[Dataset extracts with box labels]
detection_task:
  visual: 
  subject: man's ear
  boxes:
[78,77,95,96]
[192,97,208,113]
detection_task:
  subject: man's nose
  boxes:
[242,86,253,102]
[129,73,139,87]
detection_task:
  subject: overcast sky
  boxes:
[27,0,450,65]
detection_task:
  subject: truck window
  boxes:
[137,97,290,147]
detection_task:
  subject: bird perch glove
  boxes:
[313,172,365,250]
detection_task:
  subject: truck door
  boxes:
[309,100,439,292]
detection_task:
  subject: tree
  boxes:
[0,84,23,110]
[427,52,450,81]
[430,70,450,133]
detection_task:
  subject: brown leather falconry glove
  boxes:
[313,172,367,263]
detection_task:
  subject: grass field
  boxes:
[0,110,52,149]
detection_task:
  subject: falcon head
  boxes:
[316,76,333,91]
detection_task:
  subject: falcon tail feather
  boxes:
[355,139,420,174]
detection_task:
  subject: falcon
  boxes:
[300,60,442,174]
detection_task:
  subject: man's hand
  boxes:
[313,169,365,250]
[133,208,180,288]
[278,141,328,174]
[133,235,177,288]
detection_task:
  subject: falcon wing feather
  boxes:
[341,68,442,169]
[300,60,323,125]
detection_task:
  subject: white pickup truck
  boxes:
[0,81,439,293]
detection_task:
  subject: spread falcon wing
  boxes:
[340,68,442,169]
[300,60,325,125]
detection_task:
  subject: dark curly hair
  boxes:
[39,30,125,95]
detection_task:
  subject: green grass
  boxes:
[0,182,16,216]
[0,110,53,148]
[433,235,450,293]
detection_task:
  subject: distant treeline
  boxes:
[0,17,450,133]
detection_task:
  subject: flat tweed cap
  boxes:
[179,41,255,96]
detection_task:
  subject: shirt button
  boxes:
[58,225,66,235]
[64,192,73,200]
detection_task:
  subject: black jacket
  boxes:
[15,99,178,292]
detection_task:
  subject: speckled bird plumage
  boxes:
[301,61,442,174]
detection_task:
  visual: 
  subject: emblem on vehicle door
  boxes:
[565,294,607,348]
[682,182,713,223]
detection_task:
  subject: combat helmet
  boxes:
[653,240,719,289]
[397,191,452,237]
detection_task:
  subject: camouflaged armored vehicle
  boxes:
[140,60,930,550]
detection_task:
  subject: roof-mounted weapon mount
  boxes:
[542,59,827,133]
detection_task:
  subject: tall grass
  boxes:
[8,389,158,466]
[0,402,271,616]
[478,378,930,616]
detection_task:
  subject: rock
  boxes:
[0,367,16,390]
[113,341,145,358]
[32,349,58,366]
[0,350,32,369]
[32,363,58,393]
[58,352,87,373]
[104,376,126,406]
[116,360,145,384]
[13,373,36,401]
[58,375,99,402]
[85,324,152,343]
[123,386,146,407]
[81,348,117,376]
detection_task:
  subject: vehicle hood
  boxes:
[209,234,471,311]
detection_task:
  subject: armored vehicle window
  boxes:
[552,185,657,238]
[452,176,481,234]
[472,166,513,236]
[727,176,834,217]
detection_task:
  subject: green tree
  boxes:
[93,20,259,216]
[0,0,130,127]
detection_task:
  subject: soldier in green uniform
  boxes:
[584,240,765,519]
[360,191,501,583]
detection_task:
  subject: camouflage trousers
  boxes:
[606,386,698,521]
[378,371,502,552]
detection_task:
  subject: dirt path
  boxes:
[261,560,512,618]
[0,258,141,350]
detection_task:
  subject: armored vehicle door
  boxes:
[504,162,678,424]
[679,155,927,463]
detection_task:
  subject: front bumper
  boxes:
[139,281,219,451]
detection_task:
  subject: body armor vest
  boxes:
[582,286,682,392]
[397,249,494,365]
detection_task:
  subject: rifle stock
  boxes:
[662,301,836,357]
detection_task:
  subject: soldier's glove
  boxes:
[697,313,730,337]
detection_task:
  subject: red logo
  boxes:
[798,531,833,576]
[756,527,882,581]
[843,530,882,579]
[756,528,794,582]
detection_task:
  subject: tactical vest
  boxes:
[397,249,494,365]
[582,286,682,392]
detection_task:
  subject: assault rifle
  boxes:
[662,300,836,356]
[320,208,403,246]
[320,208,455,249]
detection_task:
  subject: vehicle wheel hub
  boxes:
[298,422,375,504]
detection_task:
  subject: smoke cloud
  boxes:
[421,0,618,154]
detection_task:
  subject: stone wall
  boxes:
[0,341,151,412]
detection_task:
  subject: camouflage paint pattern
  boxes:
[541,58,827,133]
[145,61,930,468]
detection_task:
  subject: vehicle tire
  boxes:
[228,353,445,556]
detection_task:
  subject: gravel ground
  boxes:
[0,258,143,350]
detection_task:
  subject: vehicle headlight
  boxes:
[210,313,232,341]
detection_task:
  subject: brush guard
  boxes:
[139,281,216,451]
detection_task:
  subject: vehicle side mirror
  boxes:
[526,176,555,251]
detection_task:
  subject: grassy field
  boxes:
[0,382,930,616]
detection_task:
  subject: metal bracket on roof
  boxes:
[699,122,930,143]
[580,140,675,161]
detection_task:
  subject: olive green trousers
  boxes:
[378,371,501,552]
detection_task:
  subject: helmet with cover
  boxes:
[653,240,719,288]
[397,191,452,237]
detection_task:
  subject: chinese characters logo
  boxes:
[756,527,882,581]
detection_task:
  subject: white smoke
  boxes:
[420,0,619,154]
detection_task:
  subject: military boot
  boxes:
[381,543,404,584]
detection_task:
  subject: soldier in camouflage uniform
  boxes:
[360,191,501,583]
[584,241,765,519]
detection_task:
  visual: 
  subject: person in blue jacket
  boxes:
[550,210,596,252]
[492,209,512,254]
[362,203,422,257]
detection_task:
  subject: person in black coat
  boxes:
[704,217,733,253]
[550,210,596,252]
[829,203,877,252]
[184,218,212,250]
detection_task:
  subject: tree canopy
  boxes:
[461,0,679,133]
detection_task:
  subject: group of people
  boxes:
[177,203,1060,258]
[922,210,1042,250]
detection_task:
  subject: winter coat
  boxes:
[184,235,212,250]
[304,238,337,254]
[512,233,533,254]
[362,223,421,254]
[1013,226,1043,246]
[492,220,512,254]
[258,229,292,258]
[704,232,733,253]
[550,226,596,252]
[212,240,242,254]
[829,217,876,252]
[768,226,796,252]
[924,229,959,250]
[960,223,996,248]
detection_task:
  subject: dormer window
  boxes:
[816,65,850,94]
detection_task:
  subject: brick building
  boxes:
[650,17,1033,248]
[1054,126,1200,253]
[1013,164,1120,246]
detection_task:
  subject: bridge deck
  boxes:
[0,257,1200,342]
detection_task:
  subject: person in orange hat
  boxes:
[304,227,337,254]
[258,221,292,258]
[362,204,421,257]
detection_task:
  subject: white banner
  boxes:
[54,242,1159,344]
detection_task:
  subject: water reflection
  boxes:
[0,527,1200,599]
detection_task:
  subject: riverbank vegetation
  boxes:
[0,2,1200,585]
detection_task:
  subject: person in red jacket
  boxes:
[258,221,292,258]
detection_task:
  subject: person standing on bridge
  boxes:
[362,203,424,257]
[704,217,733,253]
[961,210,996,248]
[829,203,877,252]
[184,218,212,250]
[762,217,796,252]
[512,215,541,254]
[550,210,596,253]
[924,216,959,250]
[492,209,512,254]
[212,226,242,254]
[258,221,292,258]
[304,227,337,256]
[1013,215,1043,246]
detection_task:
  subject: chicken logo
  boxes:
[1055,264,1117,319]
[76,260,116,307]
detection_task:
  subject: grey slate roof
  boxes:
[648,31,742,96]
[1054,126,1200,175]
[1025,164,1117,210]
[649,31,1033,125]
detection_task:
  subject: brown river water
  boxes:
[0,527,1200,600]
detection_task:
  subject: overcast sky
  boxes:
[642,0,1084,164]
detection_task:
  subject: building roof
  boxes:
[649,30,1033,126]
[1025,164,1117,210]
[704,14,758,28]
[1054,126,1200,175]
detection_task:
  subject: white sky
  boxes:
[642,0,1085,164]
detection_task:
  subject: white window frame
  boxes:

* WRITTEN EXERCISE
Switch "truck" to "van" in the listing from its start up to and including the line with "[430,70,450,133]", and write those lines out again with nothing else changed.

* RESULT OF THE TASK
detection_task:
  visual: 
  subject: man's ear
  boxes:
[78,77,95,96]
[192,97,208,113]
detection_task:
  subject: man's nose
  boxes:
[242,86,253,102]
[129,73,139,87]
detection_task:
  subject: overcast sky
  boxes:
[27,0,450,65]
detection_task:
  subject: van window
  boxes:
[137,97,290,147]
detection_task:
  subject: bird perch glove
  boxes:
[313,172,365,250]
detection_task:
  subject: van door
  boxes:
[309,100,439,292]
detection_task:
  subject: tree
  boxes:
[0,84,23,110]
[427,52,450,81]
[430,70,450,133]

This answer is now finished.